Stored rows:
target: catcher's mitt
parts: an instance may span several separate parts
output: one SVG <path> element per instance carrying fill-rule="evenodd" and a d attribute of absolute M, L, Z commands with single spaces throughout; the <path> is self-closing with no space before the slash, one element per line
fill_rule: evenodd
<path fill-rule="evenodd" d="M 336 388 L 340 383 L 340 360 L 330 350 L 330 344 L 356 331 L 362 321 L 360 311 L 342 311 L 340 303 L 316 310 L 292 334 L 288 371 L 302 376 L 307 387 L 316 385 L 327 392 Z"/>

Stated goal: Please copy out every line of the items above, character for character.

Solution to this task:
target: catcher's mitt
parts: an instance may span several separate parts
output: one SVG <path> element per instance carrying fill-rule="evenodd" and a d attribute of absolute M, L, Z commands with single spaces throughout; the <path> is self-closing with no space before the slash, one element per line
fill_rule: evenodd
<path fill-rule="evenodd" d="M 336 388 L 340 383 L 340 360 L 330 350 L 330 344 L 356 331 L 362 321 L 360 311 L 342 311 L 340 303 L 316 310 L 292 334 L 288 371 L 302 376 L 307 387 L 316 385 L 327 392 Z"/>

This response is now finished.